**Extract to read**
Paraguay: Indigenous Peoples tell their own stories

Amnesty International has facilitated a unique photographic project that helps two Indigenous communities in Paraguay tell their own stories through the pictures they take.

The organization, alongside NGOs Photovoice and the Paraguayan NGO Tierra Viva, backed the project that enables the Yakye Axa and the Sawhoyamaxa communities, who have been fighting to regain the right to live on their ancestral lands, to take photographs that reflect their struggle and tell the stories of their daily lives.

“For years, the Yakye Axa and the Sawhoyamaxa have been living on a narrow strip of land alongside a highway, while waiting to be able to return to their ancestral land. This project enables them to voice their demands, and express their hopes and expectations for the future” said Louise Finer, South America Researcher at Amnesty International.

**Problem details**
For each statement about the passage on the Paraguay photography project, answer yes or no according to the passage and quote the words that decide it. (a) Tierra Viva is an NGO based in Paraguay. (b) The Yakye Axa and the Sawhoyamaxa now live on their ancestral lands. (c) Louise Finer works as a researcher on South America at Amnesty International. The material that comes after the passage has no connection to it.

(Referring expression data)
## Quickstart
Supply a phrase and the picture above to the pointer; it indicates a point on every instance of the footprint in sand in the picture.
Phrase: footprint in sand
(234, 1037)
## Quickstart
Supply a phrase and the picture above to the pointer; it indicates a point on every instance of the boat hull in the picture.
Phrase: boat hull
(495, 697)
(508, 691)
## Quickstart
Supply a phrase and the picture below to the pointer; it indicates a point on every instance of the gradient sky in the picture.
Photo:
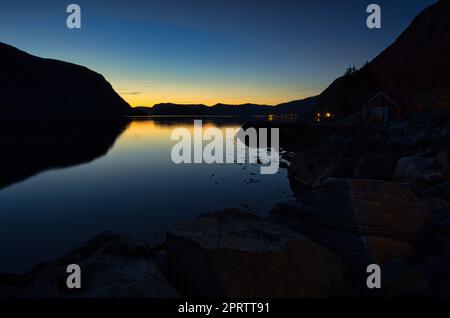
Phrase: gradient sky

==

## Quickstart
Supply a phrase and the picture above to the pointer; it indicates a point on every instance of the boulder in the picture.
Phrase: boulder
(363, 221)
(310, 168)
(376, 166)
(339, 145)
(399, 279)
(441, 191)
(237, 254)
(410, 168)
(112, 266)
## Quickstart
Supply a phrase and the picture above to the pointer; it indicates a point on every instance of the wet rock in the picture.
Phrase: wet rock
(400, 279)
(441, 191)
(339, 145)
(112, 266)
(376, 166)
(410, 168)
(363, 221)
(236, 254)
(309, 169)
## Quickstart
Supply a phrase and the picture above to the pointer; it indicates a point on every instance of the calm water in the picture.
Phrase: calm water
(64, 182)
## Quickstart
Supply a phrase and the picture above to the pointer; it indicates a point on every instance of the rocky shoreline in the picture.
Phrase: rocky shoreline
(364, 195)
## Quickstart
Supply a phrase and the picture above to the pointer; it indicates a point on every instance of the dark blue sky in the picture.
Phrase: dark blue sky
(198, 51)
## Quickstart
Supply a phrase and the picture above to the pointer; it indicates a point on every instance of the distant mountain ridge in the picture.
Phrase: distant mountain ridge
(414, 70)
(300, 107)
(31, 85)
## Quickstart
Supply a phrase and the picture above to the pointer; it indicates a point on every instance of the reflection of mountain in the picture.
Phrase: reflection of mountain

**Solution to the problem**
(a) Yes: "the Paraguayan NGO Tierra Viva"
(b) No: "have been living on a narrow strip of land alongside a highway, while waiting to be able to return to their ancestral land"
(c) Yes: "Louise Finer, South America Researcher at Amnesty International"